• Vorgegebener Text:
-.-.-

3D-Scans von historischen Skulpturen und Artefakten, die zum kostenlosen Download zur Verfügung stehen: Das könnte man in Zeiten wie diesen auch für das besonders einfallsreiche Angebot eines jener Museen und Ausstellungshäuser halten, die während der Corona-bedingten Schließung ihre digitalen Aktivitäten verstärkt haben. Die Pandemie hat bekanntlich auch im Kunstbetrieb einen Digitalisierungsschub gebracht. Mit den Arbeiten des in Berlin lebenden österreichischen Künstlers Oliver Laric hat das aber auch insofern wenig zu tun, als dass das Museum als Hort von Kunstschätzen bei ihm bloß noch in den Credits vorkommt.

Die Kunstschätze, oder vielmehr ihre digitale Daten, überantwortet Laric über die Website threedscans.com in einer Art „demokratischem“ Akt der digitalen Gesellschaft. Und überführt sie selbst – unter anderem mittels 3D-Druck – auch zurück ins Analoge: So ist in den letzten Jahren eine Reihe von Kopien antiker Jünglinge, Tierplastiken oder Personendenkmäler aus verschiedenen Jahrhunderten entstanden. Den in der Kunst nicht erst seit gestern gestellten Fragen zu Aneignung, Original und Autorenschaft fügt Laric damit allein wenig Wesentliches hinzu. Es sind, wie jetzt bei Widauer zu sehen, die kleinen, fast unmerklichen Verschiebungen, die die Fährte auf eine ungleich spannendere Ebene legen, nämlich die von digitalen und analogen Wirklichkeitskonstruktionen. Laric hinterfragt sie gern anhand ikonografischer Darstellungen wie dem abgeschlagenen Haupt von Johannes dem Täufer, dessen Gesichtszüge er in einer aus Kunstharz gegossenen Version der Johannesschüssel aus dem Berliner Bode-Museum verschwimmen lässt. In einem digitalen Print wiederum beraubt er das von Peter Vischer d. Ä. nach einem Entwurf von Albrecht Dürer in Bronze gegossene Standbild von Theoderich aus der Innsbrucker Hofkirche seines Schwerts. Was gefühlt dazu führt, dass der Gotenkönig ein wenig desperater unter seinem leicht verrutschten Helm hervorschaut als sonst.

-.-.-

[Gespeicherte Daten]
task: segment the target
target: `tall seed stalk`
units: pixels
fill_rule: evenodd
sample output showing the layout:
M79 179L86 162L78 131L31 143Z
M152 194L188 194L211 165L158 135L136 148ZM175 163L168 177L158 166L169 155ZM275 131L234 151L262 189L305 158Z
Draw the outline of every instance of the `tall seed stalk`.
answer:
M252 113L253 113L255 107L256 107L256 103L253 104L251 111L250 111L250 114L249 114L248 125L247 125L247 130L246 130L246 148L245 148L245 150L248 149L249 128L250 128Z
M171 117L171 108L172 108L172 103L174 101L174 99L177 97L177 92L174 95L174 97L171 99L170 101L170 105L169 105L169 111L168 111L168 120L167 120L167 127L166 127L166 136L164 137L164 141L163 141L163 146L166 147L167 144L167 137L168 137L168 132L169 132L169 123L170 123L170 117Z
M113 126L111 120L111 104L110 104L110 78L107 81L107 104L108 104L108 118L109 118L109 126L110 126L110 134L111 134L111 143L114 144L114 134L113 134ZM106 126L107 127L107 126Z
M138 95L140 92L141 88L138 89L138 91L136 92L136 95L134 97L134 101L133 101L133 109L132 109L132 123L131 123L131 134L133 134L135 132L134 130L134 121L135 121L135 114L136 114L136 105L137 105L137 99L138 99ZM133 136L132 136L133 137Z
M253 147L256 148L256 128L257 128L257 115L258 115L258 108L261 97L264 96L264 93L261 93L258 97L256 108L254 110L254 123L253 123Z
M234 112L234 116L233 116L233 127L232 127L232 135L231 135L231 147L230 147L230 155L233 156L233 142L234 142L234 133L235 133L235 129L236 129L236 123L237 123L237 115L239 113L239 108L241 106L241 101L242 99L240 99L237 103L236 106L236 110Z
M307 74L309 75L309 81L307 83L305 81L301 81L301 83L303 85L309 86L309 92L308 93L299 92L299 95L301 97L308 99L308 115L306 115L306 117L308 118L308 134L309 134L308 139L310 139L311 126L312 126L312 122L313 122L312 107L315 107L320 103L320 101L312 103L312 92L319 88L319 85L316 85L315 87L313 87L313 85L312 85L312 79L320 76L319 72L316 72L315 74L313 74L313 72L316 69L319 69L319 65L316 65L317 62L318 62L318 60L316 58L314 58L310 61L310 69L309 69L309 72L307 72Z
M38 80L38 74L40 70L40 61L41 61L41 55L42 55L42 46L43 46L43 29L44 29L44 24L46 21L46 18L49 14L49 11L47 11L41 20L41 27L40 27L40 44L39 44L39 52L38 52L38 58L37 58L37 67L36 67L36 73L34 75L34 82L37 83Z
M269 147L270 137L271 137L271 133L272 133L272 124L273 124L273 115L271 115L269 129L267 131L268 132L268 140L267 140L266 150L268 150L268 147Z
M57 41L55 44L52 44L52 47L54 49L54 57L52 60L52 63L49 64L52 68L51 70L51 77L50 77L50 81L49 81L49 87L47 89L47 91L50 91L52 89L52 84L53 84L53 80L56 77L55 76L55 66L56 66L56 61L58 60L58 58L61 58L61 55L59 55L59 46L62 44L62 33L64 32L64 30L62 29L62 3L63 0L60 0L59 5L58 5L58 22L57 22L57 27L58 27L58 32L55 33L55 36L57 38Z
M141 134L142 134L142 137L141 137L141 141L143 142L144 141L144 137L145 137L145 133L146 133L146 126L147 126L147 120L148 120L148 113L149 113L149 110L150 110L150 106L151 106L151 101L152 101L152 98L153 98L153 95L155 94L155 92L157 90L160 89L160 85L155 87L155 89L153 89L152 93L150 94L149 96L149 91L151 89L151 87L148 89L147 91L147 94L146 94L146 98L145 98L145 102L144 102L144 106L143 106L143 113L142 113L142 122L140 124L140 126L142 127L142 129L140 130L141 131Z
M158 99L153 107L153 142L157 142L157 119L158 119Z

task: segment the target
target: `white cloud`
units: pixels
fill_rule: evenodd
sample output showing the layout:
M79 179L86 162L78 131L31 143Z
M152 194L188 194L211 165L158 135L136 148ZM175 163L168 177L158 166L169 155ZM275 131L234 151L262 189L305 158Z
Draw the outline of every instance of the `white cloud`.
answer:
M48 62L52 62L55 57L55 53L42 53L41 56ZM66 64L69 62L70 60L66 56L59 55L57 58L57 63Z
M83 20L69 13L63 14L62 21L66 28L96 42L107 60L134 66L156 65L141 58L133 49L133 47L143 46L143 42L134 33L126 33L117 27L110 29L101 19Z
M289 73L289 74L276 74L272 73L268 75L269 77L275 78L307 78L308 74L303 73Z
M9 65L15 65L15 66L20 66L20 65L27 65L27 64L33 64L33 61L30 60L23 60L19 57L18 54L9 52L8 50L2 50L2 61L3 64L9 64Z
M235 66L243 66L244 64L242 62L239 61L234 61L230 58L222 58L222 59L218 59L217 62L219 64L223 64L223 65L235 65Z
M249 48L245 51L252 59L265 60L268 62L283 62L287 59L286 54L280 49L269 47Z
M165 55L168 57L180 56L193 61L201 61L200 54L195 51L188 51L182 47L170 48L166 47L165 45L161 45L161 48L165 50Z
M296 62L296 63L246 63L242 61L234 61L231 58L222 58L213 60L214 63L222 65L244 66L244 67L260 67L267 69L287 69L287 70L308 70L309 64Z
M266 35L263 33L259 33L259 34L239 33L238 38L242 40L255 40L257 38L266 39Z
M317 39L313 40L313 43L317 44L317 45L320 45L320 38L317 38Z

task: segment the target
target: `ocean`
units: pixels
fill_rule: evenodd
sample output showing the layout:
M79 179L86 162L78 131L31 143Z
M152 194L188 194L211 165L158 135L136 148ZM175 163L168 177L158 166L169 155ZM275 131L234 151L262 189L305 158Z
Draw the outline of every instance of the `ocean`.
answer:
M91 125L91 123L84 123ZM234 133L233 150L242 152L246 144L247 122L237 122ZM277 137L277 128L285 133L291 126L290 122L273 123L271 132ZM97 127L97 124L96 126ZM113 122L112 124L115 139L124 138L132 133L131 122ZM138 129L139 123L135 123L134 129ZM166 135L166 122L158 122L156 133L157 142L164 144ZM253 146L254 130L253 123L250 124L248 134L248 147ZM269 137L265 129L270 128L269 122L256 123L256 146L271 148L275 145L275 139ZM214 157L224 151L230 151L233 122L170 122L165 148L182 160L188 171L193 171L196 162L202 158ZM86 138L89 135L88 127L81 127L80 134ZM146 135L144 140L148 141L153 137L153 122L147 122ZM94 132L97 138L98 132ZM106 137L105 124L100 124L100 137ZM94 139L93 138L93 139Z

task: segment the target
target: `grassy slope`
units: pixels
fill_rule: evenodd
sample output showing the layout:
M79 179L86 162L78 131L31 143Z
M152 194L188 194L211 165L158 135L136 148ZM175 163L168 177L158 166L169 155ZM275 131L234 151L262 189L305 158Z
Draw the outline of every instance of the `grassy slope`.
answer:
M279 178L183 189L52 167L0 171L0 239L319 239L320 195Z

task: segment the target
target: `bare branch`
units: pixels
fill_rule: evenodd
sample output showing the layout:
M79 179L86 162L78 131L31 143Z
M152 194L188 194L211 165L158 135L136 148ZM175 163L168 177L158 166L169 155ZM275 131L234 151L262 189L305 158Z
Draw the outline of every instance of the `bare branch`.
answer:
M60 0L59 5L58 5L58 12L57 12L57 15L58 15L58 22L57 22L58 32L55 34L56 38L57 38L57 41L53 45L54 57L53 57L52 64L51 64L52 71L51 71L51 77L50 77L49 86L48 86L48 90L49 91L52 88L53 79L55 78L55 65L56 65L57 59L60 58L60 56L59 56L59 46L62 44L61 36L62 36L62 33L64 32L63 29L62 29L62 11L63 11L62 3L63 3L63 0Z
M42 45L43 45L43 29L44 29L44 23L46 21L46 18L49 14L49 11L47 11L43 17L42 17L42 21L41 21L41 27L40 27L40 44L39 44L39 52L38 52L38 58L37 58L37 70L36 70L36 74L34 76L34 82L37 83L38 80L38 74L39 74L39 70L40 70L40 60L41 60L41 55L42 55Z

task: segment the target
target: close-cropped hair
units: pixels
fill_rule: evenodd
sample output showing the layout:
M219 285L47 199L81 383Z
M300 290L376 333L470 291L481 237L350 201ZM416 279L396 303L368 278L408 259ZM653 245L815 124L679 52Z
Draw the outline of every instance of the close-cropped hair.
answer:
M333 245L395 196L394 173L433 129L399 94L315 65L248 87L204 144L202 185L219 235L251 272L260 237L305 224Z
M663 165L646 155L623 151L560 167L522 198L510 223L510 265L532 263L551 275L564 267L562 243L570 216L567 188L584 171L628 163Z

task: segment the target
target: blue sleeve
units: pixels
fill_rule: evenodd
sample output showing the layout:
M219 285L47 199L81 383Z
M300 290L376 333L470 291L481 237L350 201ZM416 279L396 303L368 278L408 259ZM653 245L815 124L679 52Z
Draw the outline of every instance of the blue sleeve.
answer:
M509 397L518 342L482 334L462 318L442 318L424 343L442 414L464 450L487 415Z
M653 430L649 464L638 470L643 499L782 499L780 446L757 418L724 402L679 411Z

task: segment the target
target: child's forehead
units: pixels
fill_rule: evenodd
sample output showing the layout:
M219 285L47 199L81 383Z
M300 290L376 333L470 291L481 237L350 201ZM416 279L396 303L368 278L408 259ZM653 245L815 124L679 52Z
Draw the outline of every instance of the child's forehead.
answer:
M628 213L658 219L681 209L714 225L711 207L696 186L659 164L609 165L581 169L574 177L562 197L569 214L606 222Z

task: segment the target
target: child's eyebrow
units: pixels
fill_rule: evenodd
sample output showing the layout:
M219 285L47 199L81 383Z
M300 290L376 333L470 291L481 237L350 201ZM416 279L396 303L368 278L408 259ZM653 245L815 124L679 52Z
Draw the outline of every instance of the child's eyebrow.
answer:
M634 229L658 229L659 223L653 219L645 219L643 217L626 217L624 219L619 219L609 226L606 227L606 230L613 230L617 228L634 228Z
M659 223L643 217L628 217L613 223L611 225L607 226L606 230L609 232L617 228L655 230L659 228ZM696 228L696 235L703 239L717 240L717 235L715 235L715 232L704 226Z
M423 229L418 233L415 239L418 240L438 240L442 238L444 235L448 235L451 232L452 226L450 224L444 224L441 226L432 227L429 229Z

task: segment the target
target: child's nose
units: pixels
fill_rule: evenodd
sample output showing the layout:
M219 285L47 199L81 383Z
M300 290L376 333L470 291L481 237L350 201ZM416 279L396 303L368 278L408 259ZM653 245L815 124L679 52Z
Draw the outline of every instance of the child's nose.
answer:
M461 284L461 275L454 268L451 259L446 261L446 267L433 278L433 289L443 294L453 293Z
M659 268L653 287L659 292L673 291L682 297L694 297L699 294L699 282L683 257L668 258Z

-.-.-

• Übungsaufgaben:
#1 Nenne die Website, über die Laric laut dem Text über Oliver Laric die digitalen Daten der Kunstschätze weitergibt.
#2 Schreibe den Text über Oliver Laric im Anschluss an seinen letzten Satz weiter.

• Lösungen:
#1 threedscans.com

#2
Auf dem Weg vom Analogen ins Digitale und zurück vollziehen sich auch andere Metamorphosen. In zwei Animationsfilmen, für die der gebürtige Innsbrucker Laric kürzlich mit dem RLB-Kunstpreis ausgezeichnet wurde (--> das artmagazine berichtete), sind die Verwandlungen fließend, aus Pflanzen wachsen menschliche Hände, ein Frosch formt sich zum Tisch, Ameisen, Comicfiguren und historische Skulpturen gehen als fluide Formen ineinander über. Man könnte das auch als Antwort auf den digitalen Bilderfluss sehen, in dem sich Grenzen und Hierarchien zunehmend auflösen.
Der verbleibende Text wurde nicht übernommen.